Image outline annotation records:
########################################

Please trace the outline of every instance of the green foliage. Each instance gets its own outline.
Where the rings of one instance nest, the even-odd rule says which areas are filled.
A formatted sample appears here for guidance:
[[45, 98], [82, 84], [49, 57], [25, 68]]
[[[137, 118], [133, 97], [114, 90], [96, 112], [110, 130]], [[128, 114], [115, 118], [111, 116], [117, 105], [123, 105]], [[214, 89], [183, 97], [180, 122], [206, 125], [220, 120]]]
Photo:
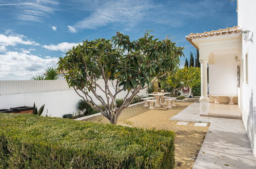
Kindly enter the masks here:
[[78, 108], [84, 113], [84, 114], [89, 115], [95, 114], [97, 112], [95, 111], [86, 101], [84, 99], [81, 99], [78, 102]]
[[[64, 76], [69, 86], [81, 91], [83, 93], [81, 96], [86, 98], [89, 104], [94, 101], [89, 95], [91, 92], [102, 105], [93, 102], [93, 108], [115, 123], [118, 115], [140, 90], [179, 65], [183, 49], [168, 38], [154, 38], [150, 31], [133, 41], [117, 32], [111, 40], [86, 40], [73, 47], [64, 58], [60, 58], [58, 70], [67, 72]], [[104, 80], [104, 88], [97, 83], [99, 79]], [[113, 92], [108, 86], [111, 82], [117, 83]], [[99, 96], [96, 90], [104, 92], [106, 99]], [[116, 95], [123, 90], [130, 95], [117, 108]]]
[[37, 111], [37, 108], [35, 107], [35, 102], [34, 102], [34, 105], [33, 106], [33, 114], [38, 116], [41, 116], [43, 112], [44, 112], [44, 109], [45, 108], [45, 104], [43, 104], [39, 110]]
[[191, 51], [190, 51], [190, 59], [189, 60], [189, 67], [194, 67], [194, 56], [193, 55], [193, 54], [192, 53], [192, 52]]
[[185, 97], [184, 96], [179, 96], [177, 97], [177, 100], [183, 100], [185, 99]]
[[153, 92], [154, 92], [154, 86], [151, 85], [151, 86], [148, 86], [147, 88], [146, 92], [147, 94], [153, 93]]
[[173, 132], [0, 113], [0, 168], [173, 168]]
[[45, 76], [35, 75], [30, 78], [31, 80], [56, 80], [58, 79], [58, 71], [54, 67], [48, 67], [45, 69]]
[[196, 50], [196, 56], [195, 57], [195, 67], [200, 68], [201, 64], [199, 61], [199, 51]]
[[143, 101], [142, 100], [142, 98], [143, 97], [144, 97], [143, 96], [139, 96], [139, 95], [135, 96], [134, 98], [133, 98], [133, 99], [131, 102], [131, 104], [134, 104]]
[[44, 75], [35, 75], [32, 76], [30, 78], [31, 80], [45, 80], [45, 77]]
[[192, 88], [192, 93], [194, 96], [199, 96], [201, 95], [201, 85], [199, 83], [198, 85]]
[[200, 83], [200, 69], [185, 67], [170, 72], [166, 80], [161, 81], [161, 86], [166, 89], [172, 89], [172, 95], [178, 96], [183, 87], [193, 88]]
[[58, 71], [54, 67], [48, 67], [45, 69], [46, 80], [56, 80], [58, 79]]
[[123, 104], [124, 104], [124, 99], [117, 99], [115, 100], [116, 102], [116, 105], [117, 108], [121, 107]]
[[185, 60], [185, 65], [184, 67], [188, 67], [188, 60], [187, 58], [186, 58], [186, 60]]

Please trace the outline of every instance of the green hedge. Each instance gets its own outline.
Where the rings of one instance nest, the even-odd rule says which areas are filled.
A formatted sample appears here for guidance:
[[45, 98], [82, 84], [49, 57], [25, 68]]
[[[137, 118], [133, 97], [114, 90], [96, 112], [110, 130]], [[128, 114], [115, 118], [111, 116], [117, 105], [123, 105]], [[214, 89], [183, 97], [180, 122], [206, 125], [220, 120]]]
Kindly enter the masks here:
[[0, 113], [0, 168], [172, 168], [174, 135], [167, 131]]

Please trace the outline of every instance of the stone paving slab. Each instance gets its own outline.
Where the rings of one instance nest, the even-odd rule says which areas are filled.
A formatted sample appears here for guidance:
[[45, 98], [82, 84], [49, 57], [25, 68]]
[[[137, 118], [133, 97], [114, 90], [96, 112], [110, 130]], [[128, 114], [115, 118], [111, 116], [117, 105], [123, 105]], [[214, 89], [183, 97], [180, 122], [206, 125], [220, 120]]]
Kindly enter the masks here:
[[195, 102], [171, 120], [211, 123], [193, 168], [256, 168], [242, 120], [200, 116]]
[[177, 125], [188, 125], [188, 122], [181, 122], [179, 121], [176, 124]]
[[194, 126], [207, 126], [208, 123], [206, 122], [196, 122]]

########################################

> _WHAT IS ASKED_
Reproduce all the records above, substituting "nonzero winding rule" for "even-odd rule" wherever it occurs and changing nothing else. Leave out the pictures.

> _TASK OUTPUT_
Please trace the outline of every instance of the green foliage. Each instance gets its own outline.
Where the rings of one instance nest, the nonzero winding rule says which areas are filled.
A formatted sample appears here for guidance:
[[45, 98], [82, 84], [49, 57], [25, 68]]
[[[137, 118], [133, 97], [114, 90], [96, 112], [110, 130]], [[128, 114], [115, 118], [111, 116], [117, 105], [123, 105]], [[214, 89], [183, 97], [180, 122], [206, 125], [220, 120]]]
Photo:
Kindly enter the masks here:
[[78, 108], [84, 113], [84, 114], [89, 115], [95, 114], [97, 112], [95, 111], [86, 101], [84, 99], [81, 99], [78, 102]]
[[[64, 76], [69, 86], [81, 91], [83, 93], [81, 96], [86, 98], [89, 104], [94, 101], [89, 95], [91, 92], [102, 105], [93, 102], [93, 108], [115, 123], [118, 115], [140, 90], [179, 65], [183, 49], [168, 38], [154, 38], [150, 31], [133, 41], [117, 32], [111, 40], [86, 40], [73, 47], [64, 58], [60, 58], [58, 70], [67, 72]], [[104, 80], [104, 88], [97, 83], [99, 79]], [[113, 92], [108, 86], [111, 82], [117, 83]], [[99, 96], [96, 90], [104, 92], [106, 99]], [[116, 95], [123, 90], [130, 95], [117, 108]]]
[[37, 111], [37, 108], [35, 107], [35, 102], [34, 102], [34, 105], [33, 106], [33, 114], [38, 116], [41, 116], [43, 112], [44, 112], [44, 109], [45, 108], [45, 104], [43, 104], [39, 110]]
[[191, 51], [190, 51], [190, 59], [189, 60], [189, 67], [194, 67], [194, 56], [193, 55], [193, 54], [192, 53], [192, 52]]
[[185, 97], [184, 96], [179, 96], [177, 97], [177, 100], [183, 100], [185, 99]]
[[153, 92], [154, 92], [154, 86], [151, 85], [151, 86], [148, 86], [147, 88], [146, 92], [147, 94], [153, 93]]
[[173, 132], [0, 113], [0, 168], [173, 168]]
[[45, 76], [35, 75], [30, 78], [31, 80], [56, 80], [58, 79], [58, 71], [54, 67], [48, 67], [45, 69]]
[[196, 50], [196, 56], [195, 57], [195, 67], [200, 68], [201, 64], [199, 61], [199, 51]]
[[143, 101], [142, 100], [142, 98], [143, 97], [144, 97], [143, 96], [139, 96], [139, 95], [135, 96], [134, 98], [133, 98], [133, 99], [131, 102], [131, 104], [134, 104]]
[[44, 75], [35, 75], [32, 76], [30, 78], [31, 80], [45, 80], [45, 77]]
[[192, 88], [192, 93], [194, 96], [199, 96], [201, 95], [201, 85], [199, 83], [198, 85]]
[[200, 83], [200, 69], [185, 67], [170, 72], [166, 80], [161, 81], [161, 86], [166, 89], [172, 89], [172, 95], [178, 96], [183, 87], [193, 88]]
[[58, 71], [54, 67], [48, 67], [45, 69], [46, 80], [56, 80], [58, 79]]
[[123, 104], [124, 104], [124, 99], [117, 99], [115, 100], [116, 102], [116, 105], [117, 108], [121, 107]]
[[185, 60], [185, 65], [184, 67], [188, 67], [188, 60], [187, 58], [186, 58], [186, 60]]

Please trace the outline of every instance of the green hedge. Each instance gets its own outline.
Where the rings of one instance nest, the nonzero winding rule says which areas are filled.
A formatted sample appears here for guidance:
[[45, 98], [82, 84], [49, 57], [25, 68]]
[[[137, 118], [133, 97], [114, 90], [96, 112], [110, 130]], [[128, 114], [115, 118], [111, 116], [117, 105], [123, 105]], [[214, 89], [183, 97], [180, 122], [206, 125], [220, 120]]]
Kindly enter the masks here:
[[0, 113], [0, 168], [172, 168], [174, 135], [167, 131]]

Please trace the outline of every instance of the stone paving slab. Each instance gets its own outline.
Where the rings of one instance nest, the nonzero winding rule says which areas are filled.
A formatted sample appears here for guidance:
[[45, 98], [82, 84], [49, 57], [25, 68]]
[[[137, 118], [133, 97], [114, 90], [96, 112], [110, 130]], [[128, 114], [115, 118], [111, 116], [117, 105], [123, 105]], [[214, 89], [183, 97], [180, 122], [206, 125], [220, 120]]]
Kindly enter the masks here:
[[195, 102], [171, 120], [211, 123], [193, 168], [256, 168], [242, 120], [200, 116]]
[[177, 125], [188, 125], [188, 122], [181, 122], [179, 121], [176, 124]]
[[194, 126], [207, 126], [208, 123], [206, 122], [196, 122]]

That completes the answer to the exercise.